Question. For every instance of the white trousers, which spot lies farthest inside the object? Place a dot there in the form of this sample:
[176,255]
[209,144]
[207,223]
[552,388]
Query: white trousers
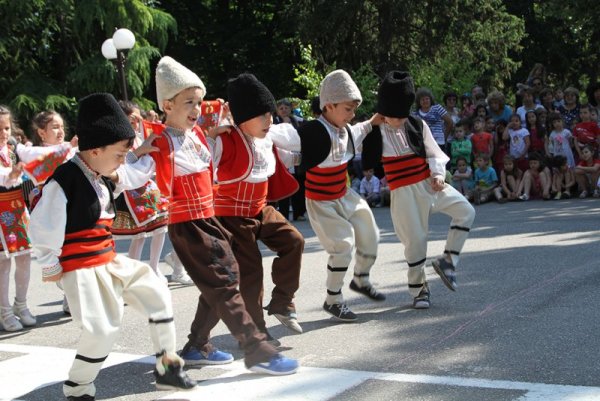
[411,207]
[344,226]
[96,298]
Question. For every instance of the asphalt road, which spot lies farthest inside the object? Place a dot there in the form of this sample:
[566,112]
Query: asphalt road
[523,324]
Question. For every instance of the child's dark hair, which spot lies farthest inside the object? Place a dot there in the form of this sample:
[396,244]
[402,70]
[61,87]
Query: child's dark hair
[480,106]
[41,121]
[536,156]
[462,158]
[588,147]
[463,122]
[484,156]
[128,106]
[510,159]
[5,111]
[554,116]
[557,161]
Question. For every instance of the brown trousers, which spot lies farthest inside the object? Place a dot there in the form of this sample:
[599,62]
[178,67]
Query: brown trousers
[270,227]
[204,248]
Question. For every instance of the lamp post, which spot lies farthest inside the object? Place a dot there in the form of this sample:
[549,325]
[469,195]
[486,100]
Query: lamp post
[115,49]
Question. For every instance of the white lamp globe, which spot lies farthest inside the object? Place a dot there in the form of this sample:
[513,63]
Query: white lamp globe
[124,39]
[109,51]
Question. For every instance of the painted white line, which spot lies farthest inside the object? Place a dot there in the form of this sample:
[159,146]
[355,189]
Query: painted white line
[44,366]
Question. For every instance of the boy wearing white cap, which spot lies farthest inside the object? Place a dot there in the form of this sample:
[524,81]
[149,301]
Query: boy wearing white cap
[342,220]
[250,172]
[414,167]
[183,174]
[70,230]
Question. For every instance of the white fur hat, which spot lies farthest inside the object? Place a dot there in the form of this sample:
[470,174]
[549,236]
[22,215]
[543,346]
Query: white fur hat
[336,87]
[172,77]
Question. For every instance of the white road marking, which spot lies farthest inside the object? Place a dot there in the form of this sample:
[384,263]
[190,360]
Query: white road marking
[44,366]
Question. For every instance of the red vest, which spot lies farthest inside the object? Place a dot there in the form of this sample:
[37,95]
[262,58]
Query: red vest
[88,248]
[190,196]
[234,196]
[326,183]
[401,171]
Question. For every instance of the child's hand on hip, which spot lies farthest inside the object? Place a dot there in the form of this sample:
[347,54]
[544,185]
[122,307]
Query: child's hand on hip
[437,183]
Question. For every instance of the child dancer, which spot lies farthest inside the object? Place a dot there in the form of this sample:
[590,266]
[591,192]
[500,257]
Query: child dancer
[415,170]
[183,174]
[13,233]
[70,228]
[142,213]
[342,220]
[250,174]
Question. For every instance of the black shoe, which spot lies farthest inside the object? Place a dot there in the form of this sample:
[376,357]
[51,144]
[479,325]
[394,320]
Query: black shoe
[174,378]
[421,301]
[367,290]
[340,312]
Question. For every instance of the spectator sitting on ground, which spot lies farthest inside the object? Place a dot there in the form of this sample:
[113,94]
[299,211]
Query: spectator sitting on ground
[536,180]
[369,188]
[587,173]
[563,179]
[486,179]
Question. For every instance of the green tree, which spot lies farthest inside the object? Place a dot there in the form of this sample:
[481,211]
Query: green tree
[479,38]
[62,61]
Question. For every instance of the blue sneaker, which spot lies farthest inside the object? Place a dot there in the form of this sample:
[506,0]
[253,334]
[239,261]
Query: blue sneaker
[193,357]
[278,366]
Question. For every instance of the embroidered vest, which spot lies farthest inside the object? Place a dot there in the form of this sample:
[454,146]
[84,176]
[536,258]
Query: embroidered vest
[234,196]
[88,241]
[190,196]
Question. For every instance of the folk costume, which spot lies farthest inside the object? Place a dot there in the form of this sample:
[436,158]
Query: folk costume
[183,175]
[14,242]
[410,156]
[141,212]
[250,173]
[342,220]
[71,233]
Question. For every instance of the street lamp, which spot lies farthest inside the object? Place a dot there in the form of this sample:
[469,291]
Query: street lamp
[115,49]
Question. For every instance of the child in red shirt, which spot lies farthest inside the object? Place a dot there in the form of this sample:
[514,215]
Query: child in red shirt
[586,132]
[587,173]
[483,142]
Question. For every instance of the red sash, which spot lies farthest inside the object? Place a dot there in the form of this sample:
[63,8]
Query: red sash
[326,183]
[401,171]
[88,248]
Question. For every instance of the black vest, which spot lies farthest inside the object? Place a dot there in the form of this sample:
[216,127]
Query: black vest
[315,143]
[83,205]
[373,143]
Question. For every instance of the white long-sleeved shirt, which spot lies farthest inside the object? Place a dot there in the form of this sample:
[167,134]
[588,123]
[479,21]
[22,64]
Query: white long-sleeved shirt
[395,143]
[339,152]
[189,153]
[264,158]
[49,217]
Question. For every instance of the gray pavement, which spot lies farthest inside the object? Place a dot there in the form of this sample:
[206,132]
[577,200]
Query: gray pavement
[523,324]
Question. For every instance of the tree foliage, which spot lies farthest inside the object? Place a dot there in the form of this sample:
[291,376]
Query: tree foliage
[62,61]
[290,44]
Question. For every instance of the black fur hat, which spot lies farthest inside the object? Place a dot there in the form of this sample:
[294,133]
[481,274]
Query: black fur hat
[396,95]
[101,122]
[248,98]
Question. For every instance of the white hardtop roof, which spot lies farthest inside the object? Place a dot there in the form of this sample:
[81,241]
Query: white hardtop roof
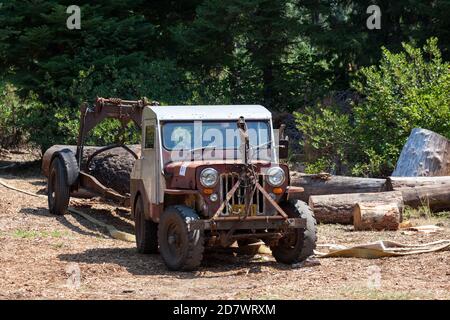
[211,112]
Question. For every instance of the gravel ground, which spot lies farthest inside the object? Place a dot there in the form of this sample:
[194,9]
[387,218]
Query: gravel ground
[38,251]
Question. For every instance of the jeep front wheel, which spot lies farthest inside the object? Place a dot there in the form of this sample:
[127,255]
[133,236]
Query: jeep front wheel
[180,247]
[297,244]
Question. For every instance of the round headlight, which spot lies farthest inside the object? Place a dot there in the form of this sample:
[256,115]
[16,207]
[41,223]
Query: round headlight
[209,177]
[275,176]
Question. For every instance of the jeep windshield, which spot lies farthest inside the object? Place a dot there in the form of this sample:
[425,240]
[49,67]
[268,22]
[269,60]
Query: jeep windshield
[216,139]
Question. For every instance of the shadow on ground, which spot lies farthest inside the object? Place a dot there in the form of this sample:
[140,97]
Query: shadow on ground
[141,264]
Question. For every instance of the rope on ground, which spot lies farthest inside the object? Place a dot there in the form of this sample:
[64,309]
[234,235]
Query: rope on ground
[20,190]
[113,232]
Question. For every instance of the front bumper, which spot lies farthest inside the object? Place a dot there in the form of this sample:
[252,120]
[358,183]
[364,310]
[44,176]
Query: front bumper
[250,223]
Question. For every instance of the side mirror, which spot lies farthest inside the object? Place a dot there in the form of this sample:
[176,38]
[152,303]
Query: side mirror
[283,144]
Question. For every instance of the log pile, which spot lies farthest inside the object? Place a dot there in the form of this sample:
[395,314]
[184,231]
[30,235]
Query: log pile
[376,216]
[338,208]
[421,178]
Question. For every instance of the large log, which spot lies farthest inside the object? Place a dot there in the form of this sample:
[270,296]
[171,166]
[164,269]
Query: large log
[324,184]
[376,216]
[399,183]
[112,167]
[436,197]
[338,208]
[425,153]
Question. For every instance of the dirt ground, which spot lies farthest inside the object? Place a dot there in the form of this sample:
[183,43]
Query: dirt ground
[38,251]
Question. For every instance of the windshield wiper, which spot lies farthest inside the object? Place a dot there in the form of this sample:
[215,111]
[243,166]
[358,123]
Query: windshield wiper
[202,148]
[260,146]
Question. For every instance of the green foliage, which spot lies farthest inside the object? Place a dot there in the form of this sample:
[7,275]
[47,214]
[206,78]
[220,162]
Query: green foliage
[10,133]
[407,90]
[328,140]
[284,54]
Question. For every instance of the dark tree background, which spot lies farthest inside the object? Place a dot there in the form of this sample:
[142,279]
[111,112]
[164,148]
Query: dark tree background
[284,54]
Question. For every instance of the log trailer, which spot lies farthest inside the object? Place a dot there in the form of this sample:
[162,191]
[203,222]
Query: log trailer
[206,176]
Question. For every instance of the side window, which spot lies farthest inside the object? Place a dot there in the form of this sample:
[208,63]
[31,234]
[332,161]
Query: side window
[149,137]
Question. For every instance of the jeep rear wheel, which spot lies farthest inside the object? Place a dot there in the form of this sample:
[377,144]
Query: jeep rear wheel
[181,248]
[57,188]
[297,244]
[145,230]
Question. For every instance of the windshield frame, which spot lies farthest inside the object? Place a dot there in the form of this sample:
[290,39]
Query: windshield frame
[268,122]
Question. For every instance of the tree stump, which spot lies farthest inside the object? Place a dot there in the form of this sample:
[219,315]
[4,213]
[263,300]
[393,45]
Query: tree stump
[376,216]
[425,153]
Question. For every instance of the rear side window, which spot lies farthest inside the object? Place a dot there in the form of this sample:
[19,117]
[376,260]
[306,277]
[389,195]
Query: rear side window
[149,137]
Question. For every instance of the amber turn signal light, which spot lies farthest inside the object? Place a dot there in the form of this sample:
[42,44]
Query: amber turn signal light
[277,190]
[207,191]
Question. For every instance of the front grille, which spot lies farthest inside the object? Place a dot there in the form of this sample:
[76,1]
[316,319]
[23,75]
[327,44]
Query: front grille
[227,181]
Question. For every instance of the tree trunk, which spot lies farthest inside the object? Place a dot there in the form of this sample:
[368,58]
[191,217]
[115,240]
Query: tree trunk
[436,197]
[376,216]
[338,208]
[324,184]
[425,153]
[399,183]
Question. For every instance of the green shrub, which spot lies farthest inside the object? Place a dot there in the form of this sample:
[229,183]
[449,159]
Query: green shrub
[407,90]
[11,134]
[327,139]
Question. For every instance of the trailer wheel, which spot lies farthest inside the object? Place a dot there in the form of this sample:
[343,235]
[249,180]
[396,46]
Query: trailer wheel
[180,247]
[145,230]
[298,244]
[58,189]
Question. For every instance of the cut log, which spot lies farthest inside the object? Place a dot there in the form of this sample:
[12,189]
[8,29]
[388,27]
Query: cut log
[324,184]
[112,168]
[338,208]
[376,216]
[399,183]
[436,197]
[425,153]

• [TASK STATEMENT]: Copy out word for word the part of the material above that starts at the line containing "Question. For every instance of the windshield frame, which" and runs through the final line of the material, including both of those lines.

• [OUTPUT]:
Question. For every instance of the windshield frame, which spot lies farthest inside the object? Place a dot there in the form of this sample:
[290,39]
Query: windshield frame
[268,122]
Question. For every instance of the tree stump, which spot lies farthest inside the object? Place a dot there in the form of this sample:
[219,315]
[4,213]
[263,300]
[393,45]
Query: tree stump
[376,216]
[425,153]
Question. For every instance of the rear side window, which spot lies farthest inside the object? Place a dot there in the form of this sample:
[19,117]
[376,260]
[306,277]
[389,195]
Query: rear side window
[149,137]
Question. For every instance of the amber turn signal light, which spot lies farthest inside the object? Place a dot there in the form of this sample:
[42,44]
Query: amber turn signal light
[277,190]
[207,191]
Question. For every instance of the front grille, which spot lies farthest inside the object? Place a dot there in the form of this sample:
[76,1]
[316,319]
[23,75]
[327,44]
Query: front grille
[227,181]
Question. For every instance of the tree trunk, which spot lies farthest inside the object? Place a dot there in the form of this sample:
[368,58]
[191,217]
[115,240]
Query: tree trunk
[436,197]
[376,216]
[338,208]
[324,184]
[425,153]
[399,183]
Question. For every instance of the green shrub, which spot lies farthest inside the object? Place a dot there in the form of this sample:
[229,183]
[449,159]
Query: green shrub
[407,90]
[11,134]
[327,139]
Question. For every instance of the trailer wheel, which spot lies farthest inside the object? Place a dot there in the form of this sample:
[343,235]
[249,180]
[396,46]
Query: trailer wheel
[180,247]
[145,230]
[298,244]
[58,189]
Question. For every instance of the cut log, which spot lies farthest inside the object? Place a dot there in the form of this sample:
[12,189]
[8,29]
[388,27]
Query: cut log
[324,184]
[112,168]
[338,208]
[376,216]
[399,183]
[436,197]
[425,153]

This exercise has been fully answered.